EXERCISE GOAL: Could you repeat the rows from the line containing "Should you be willing to segment every instance of the white" through the line containing "166L175 113L156 88L129", both included, switching "white long sleeve top" to "cream knit sweater" and leaving everything else unchanged?
# START OF RECORDED DATA
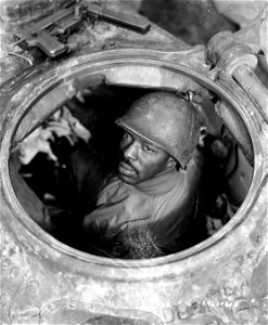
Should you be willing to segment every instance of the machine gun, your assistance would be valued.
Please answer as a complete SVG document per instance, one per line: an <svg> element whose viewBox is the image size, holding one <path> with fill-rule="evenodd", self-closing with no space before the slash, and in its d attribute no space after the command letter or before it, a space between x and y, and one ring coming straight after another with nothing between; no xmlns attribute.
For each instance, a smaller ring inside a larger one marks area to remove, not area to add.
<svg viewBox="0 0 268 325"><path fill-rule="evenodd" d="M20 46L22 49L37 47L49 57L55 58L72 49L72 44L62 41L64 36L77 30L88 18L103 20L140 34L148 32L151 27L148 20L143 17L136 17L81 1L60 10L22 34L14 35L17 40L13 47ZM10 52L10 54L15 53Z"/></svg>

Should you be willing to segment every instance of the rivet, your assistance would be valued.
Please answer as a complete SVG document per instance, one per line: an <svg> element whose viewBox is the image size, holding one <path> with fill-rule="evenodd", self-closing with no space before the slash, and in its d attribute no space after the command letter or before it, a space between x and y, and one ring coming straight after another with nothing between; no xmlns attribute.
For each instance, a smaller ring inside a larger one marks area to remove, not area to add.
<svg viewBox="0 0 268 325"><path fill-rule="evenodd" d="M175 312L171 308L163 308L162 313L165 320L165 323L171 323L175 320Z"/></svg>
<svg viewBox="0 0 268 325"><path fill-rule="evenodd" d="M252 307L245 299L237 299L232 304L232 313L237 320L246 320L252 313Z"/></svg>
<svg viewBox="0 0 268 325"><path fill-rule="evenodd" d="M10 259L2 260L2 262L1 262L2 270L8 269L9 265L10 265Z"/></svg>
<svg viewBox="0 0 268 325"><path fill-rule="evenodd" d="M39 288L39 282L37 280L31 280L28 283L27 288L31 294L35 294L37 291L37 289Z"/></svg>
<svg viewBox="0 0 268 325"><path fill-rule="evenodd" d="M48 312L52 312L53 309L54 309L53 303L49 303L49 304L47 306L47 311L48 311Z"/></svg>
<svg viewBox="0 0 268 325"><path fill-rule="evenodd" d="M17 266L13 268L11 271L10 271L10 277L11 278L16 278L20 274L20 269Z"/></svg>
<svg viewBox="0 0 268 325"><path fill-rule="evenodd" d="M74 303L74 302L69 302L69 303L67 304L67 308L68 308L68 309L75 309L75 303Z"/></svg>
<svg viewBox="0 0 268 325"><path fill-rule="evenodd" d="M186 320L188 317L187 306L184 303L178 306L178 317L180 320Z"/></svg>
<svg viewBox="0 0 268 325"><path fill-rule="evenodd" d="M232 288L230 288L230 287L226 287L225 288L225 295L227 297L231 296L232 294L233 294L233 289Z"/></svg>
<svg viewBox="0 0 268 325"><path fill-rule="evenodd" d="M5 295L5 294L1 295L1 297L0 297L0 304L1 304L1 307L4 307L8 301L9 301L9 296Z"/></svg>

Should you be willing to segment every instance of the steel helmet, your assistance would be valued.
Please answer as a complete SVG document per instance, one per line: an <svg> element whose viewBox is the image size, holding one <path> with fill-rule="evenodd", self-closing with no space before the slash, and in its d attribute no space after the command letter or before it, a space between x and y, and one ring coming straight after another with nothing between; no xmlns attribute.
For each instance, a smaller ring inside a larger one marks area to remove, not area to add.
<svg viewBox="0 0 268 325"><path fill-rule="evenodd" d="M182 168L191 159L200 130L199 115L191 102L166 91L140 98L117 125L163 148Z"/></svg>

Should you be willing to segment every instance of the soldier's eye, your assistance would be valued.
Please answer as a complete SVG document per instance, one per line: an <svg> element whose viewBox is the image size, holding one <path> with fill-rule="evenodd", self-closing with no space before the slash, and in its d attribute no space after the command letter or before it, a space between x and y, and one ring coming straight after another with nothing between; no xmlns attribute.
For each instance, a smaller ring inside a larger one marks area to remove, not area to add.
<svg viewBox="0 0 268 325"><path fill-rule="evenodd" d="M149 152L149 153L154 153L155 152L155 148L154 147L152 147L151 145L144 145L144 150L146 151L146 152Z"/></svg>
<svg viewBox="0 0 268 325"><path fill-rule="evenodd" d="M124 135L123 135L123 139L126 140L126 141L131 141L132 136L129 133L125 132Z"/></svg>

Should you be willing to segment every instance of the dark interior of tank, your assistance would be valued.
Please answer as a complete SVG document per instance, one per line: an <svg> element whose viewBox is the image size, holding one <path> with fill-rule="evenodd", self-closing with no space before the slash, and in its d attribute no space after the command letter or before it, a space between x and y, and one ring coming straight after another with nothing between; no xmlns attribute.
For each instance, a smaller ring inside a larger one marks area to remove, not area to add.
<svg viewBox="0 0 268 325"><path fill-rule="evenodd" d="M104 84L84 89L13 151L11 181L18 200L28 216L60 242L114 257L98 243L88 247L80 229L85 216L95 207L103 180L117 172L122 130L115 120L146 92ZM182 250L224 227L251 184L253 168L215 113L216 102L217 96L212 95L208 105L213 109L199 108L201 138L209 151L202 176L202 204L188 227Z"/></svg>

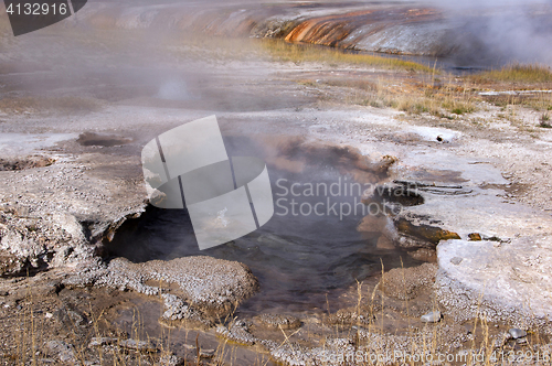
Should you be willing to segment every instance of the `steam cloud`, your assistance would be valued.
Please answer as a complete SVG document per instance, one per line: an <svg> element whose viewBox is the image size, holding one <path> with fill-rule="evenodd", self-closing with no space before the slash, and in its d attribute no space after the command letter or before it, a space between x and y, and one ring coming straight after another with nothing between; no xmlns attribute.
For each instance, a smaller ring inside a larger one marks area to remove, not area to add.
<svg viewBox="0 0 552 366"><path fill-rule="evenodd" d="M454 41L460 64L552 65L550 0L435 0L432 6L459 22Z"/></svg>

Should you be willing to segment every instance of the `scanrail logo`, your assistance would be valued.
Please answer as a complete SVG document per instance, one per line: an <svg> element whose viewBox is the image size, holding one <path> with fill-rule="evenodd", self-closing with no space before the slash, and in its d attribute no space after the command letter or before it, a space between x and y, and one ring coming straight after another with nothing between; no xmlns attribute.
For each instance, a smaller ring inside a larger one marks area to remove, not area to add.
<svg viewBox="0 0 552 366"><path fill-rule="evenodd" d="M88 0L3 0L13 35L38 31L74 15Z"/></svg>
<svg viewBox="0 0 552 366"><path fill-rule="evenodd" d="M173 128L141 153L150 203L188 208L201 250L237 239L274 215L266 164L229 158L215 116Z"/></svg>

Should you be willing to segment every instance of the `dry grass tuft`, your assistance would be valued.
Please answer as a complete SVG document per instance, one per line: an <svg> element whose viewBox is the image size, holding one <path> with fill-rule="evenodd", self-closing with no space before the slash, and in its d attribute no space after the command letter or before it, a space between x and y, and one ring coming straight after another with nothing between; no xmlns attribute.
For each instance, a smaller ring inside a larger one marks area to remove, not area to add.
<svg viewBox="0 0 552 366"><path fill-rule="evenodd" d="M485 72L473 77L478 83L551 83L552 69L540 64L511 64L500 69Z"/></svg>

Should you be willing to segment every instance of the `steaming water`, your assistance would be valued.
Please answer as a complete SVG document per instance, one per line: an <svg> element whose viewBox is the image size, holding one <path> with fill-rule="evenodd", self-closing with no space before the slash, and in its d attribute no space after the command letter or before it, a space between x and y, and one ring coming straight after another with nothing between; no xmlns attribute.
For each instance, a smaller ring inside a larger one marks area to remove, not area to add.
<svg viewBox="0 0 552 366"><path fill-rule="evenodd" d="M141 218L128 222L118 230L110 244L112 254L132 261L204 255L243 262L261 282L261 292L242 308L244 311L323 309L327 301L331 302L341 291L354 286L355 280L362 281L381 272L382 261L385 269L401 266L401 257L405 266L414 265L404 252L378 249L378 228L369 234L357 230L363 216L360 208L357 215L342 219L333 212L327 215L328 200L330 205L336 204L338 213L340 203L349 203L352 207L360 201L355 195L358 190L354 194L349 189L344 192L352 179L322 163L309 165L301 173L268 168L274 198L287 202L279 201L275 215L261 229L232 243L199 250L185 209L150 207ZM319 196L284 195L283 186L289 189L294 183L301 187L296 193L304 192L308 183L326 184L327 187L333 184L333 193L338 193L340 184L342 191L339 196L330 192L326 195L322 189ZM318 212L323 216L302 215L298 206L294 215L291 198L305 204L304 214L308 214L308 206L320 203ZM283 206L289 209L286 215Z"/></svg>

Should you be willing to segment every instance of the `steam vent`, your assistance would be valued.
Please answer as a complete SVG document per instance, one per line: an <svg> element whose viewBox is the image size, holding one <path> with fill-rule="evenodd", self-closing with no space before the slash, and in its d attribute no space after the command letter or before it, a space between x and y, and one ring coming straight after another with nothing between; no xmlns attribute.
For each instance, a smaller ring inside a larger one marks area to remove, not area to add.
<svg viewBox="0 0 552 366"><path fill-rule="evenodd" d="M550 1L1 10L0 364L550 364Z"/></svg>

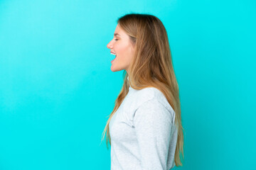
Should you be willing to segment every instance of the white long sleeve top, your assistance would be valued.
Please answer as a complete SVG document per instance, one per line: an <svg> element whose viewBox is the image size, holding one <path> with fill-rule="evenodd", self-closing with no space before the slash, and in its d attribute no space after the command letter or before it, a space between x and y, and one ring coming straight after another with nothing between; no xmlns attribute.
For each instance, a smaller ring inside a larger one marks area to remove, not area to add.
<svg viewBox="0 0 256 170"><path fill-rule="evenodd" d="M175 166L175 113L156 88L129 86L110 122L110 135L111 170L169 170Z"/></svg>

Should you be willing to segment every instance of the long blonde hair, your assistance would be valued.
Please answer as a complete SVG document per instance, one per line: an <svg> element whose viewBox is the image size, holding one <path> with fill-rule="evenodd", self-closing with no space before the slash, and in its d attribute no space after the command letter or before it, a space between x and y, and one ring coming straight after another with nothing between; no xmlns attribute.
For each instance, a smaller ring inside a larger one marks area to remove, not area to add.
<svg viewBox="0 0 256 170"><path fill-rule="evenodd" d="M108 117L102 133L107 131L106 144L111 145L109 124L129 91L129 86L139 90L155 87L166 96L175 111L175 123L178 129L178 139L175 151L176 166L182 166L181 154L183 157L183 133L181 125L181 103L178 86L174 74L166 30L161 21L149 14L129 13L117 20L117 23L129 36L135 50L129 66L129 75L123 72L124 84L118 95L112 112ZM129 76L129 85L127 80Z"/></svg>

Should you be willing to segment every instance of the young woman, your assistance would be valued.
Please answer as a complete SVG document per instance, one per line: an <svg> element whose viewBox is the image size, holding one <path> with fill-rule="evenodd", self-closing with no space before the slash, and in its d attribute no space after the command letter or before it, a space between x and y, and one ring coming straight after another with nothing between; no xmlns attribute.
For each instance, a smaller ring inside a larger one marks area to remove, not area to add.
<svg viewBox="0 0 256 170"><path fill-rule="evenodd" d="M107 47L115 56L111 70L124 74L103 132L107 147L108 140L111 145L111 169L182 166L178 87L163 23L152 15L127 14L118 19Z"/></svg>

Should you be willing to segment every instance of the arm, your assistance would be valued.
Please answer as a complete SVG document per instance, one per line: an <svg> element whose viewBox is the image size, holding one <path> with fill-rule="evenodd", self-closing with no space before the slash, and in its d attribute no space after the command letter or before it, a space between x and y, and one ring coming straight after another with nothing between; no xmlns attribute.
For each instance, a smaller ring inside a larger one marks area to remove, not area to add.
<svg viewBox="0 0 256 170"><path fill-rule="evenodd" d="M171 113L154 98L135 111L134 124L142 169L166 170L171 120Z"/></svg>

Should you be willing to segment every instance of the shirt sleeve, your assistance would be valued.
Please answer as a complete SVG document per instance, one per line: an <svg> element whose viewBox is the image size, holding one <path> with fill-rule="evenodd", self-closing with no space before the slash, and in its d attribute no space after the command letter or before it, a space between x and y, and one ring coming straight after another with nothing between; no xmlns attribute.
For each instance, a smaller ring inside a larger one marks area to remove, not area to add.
# END OF RECORDED DATA
# START OF RECORDED DATA
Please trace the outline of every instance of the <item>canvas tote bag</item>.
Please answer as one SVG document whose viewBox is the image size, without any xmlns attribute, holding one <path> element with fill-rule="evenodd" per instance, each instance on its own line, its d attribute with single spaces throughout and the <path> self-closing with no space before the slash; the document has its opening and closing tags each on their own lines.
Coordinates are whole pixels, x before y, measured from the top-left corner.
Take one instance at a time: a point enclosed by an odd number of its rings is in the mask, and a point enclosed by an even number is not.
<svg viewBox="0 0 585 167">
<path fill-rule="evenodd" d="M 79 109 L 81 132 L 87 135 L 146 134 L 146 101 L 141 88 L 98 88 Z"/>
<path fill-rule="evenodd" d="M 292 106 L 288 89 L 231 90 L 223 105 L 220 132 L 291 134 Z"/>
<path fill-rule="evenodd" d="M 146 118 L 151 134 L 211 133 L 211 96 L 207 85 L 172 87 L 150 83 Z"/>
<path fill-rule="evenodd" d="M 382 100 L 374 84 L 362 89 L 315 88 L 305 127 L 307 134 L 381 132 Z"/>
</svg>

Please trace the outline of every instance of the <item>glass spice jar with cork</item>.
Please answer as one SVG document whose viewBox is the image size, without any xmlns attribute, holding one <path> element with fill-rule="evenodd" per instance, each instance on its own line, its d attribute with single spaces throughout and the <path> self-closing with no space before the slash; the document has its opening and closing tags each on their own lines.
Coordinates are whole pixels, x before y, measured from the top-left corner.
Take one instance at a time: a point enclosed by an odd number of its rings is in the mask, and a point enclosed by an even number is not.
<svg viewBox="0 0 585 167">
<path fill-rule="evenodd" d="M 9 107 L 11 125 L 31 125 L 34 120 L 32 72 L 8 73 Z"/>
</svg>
# END OF RECORDED DATA
SOLUTION FOR THIS TASK:
Should you be willing to segment every instance of the cream knit sweater, your assistance would be valued.
Please answer as a complete SVG document per instance, one per line: an <svg> element whose viewBox is the image size, holding one <path> with fill-rule="evenodd", self-closing with no space before the slash, and in its d attribute no space after the command letter or before it, a space between x and y, and one ring coming straight after another with nothing between; no xmlns attribute.
For each instance, a smaller ring inside a larger one marks area to remove, not area to add.
<svg viewBox="0 0 256 170"><path fill-rule="evenodd" d="M175 166L175 113L156 88L129 86L110 122L110 135L111 170L169 170Z"/></svg>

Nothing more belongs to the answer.